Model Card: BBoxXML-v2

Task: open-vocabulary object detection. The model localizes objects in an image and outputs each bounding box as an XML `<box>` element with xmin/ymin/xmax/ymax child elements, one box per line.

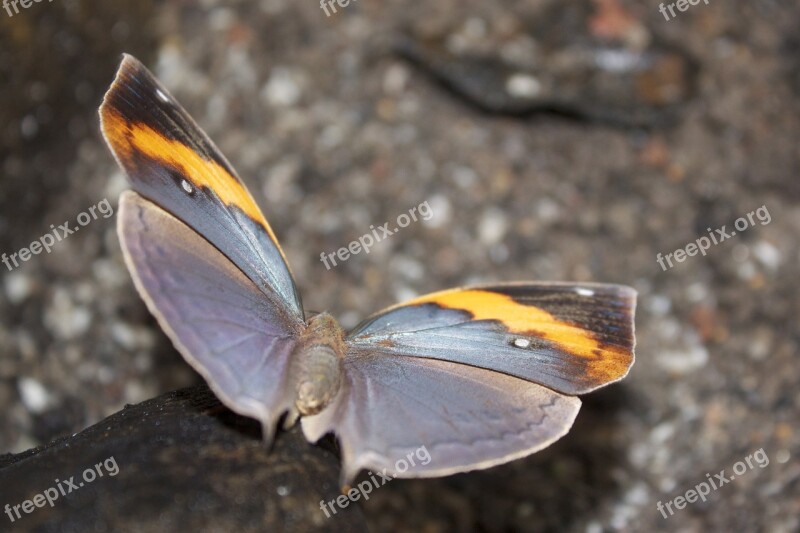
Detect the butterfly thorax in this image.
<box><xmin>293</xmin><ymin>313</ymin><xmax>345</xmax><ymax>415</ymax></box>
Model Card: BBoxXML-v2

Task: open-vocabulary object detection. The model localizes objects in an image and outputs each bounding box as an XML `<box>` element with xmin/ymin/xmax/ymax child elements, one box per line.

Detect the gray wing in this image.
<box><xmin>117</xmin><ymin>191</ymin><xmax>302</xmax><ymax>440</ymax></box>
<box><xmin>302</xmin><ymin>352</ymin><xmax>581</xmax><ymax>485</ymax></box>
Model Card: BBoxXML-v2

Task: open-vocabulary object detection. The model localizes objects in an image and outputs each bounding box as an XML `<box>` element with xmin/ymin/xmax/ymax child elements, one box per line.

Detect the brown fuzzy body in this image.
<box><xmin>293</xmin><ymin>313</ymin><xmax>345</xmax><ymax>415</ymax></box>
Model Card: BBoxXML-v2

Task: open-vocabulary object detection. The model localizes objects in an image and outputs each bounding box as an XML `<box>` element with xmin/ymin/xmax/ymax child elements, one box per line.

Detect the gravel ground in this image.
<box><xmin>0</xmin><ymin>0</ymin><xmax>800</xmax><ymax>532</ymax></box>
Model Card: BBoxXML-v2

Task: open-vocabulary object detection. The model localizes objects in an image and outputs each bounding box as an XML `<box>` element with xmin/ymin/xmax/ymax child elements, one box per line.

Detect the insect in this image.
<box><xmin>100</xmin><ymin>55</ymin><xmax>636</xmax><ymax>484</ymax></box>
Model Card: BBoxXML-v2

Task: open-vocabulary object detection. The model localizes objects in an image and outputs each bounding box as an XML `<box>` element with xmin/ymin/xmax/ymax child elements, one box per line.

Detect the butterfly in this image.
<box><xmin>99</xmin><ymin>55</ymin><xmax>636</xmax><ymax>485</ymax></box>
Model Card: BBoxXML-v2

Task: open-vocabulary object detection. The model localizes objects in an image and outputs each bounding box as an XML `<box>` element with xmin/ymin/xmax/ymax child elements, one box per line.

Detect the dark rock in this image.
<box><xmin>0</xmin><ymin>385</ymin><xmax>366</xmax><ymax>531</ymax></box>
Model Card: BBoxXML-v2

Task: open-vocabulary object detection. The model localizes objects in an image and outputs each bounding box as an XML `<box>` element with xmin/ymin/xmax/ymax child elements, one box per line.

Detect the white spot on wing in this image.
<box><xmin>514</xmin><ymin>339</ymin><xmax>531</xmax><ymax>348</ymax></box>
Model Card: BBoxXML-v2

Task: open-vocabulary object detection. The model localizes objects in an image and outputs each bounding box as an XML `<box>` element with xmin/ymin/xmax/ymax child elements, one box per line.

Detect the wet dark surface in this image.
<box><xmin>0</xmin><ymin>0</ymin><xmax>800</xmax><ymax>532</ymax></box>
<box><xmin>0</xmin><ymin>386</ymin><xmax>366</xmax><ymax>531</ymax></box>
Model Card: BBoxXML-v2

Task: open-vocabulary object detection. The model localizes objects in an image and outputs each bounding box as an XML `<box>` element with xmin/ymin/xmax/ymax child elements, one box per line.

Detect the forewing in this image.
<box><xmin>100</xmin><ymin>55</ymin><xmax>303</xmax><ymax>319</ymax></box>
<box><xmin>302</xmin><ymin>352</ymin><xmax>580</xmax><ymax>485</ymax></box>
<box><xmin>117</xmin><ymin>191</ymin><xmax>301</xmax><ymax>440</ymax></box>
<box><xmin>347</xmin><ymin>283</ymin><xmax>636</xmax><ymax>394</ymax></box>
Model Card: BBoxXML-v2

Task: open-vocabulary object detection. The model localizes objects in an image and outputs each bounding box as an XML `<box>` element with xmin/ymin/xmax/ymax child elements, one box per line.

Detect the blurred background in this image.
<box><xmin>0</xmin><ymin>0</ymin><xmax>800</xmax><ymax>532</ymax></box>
──────────
EXERCISE REQUIREMENTS - Show each line of the records that contains the word "dark", matching case exactly.

ANSWER TO THE TASK -
Detect the dark rock in this image.
Detect the wet dark surface in this image.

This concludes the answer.